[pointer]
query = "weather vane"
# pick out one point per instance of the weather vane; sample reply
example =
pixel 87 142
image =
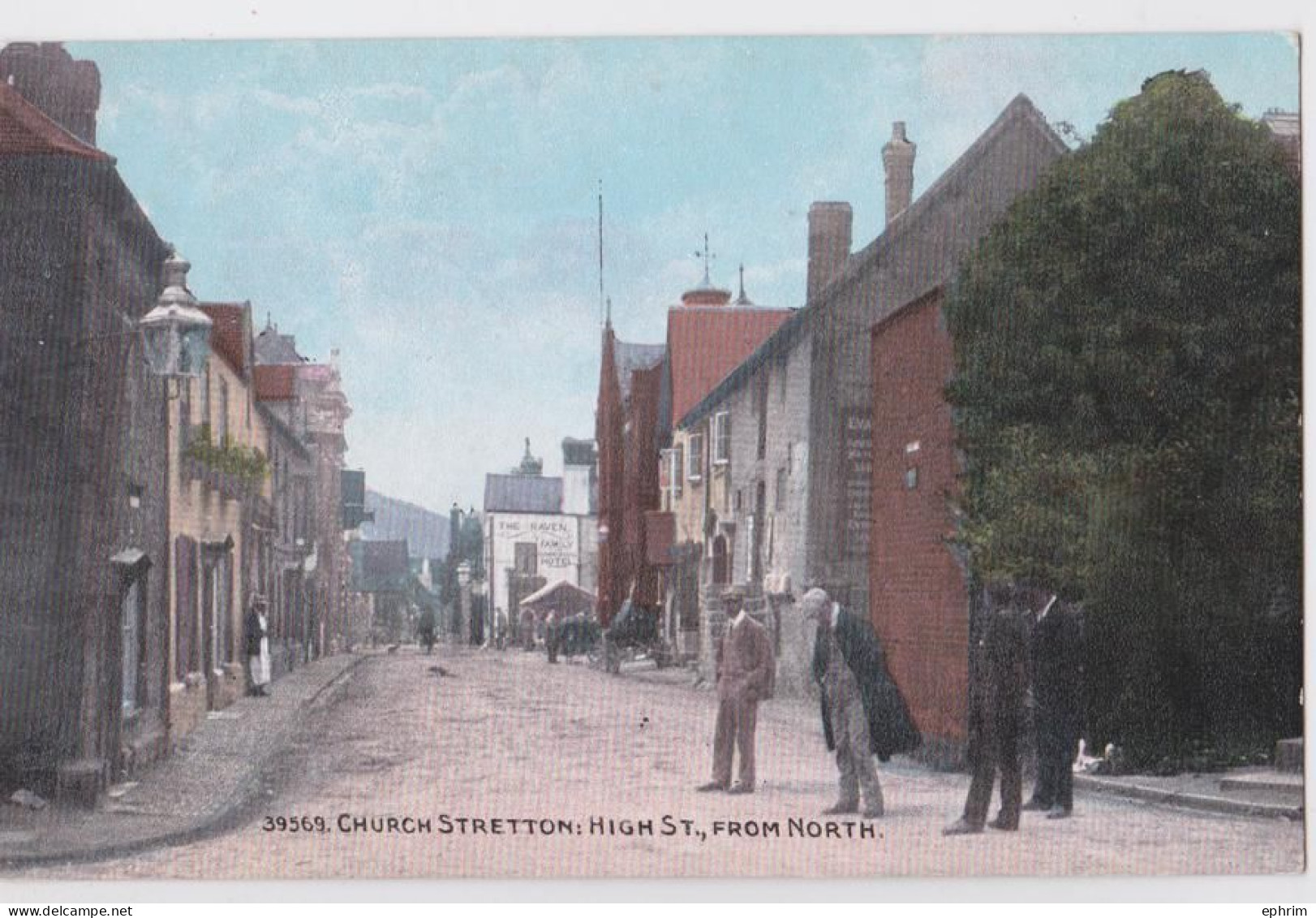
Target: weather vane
pixel 707 256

Your instructions: Reproduce every line of the items above word for word, leaving out the pictures.

Reply:
[pointer]
query = "weather vane"
# pick out one point per instance of the weather vane; sample reply
example =
pixel 87 142
image =
Target: weather vane
pixel 707 256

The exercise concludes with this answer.